_TASK_
Once you find the line containing "Which pixel lies on the roof?", please retype it and every line after it to the end of the entries, exactly and with nothing added.
[[ GIVEN ENTRIES open ]]
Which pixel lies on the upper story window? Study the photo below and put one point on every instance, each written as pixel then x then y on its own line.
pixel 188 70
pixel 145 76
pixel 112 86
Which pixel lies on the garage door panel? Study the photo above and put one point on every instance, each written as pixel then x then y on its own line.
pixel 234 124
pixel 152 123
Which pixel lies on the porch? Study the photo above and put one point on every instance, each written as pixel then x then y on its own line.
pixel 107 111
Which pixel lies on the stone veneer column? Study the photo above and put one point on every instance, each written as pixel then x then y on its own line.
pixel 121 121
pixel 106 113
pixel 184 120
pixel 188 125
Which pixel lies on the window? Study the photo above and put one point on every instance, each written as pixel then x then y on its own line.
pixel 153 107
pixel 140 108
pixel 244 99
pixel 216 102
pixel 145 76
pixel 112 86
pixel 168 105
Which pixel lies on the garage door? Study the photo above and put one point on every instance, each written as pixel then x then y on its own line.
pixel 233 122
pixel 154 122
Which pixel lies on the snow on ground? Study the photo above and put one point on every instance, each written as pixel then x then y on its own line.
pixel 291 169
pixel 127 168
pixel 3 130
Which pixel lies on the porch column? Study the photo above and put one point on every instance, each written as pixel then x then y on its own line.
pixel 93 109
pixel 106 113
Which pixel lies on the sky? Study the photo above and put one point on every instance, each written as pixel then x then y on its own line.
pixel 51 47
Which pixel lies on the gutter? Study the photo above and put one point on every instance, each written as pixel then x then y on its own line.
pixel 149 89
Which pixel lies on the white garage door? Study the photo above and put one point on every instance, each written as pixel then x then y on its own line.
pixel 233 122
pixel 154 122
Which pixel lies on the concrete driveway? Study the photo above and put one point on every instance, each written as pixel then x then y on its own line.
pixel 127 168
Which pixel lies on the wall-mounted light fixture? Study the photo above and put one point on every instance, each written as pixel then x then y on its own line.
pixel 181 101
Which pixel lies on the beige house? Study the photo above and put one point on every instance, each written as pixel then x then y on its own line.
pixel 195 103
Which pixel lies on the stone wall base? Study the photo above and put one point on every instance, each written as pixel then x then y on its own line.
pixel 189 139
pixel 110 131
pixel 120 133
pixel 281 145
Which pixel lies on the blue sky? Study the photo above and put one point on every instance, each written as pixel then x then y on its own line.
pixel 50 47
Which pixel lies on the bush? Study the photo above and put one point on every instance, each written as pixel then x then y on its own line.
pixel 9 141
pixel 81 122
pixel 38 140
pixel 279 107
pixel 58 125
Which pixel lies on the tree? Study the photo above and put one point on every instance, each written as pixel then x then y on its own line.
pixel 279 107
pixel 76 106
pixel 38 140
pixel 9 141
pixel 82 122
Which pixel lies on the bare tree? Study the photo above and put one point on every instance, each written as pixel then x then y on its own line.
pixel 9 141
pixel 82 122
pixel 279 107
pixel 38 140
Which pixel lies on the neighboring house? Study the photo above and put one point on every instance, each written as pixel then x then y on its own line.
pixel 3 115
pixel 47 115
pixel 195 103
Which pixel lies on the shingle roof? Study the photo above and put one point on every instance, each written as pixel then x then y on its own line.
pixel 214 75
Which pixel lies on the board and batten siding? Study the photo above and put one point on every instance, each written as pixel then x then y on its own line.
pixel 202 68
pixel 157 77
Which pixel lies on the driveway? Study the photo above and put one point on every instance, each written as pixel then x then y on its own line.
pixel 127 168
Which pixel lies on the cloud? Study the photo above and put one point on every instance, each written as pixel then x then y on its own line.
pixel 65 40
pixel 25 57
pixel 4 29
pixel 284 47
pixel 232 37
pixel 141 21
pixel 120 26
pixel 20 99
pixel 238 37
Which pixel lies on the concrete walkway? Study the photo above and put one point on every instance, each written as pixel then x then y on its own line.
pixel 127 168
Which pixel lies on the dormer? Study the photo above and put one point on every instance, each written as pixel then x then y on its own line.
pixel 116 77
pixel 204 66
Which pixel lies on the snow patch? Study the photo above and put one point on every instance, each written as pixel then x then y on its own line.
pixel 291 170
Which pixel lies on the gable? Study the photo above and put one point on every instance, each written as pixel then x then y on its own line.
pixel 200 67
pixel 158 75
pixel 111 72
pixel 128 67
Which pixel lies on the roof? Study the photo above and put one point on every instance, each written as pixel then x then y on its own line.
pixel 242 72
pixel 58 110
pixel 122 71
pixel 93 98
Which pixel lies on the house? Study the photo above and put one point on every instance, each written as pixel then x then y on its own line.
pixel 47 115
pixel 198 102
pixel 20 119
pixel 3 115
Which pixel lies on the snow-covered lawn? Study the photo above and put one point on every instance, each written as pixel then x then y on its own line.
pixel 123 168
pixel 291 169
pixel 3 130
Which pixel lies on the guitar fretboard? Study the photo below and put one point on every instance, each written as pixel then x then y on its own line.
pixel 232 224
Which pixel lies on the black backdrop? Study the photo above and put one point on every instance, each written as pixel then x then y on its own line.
[[ GIVEN ENTRIES closed ]]
_TASK RESULT_
Which pixel lies on the roof? Study the photo above and put one point on every instance, each written as pixel then x then y on its own line.
pixel 242 72
pixel 58 110
pixel 122 71
pixel 93 98
Which pixel lies on the house? Study the photo above and put one point on every instance, each written as pixel then x then y on its own line.
pixel 47 115
pixel 198 102
pixel 20 119
pixel 3 115
Which pixel lies on the snow-covered lawn? Study the photo above and put one point on every instance, each written as pixel then x then y on its own line.
pixel 123 168
pixel 291 169
pixel 3 130
Which pixel lies on the guitar fretboard? Study the photo below and put one point on every instance, each written as pixel then x then y on its own line.
pixel 232 224
Which pixel lies on the black backdrop? Study the photo above and put one point on every instance, each written as pixel then x then y on its own line.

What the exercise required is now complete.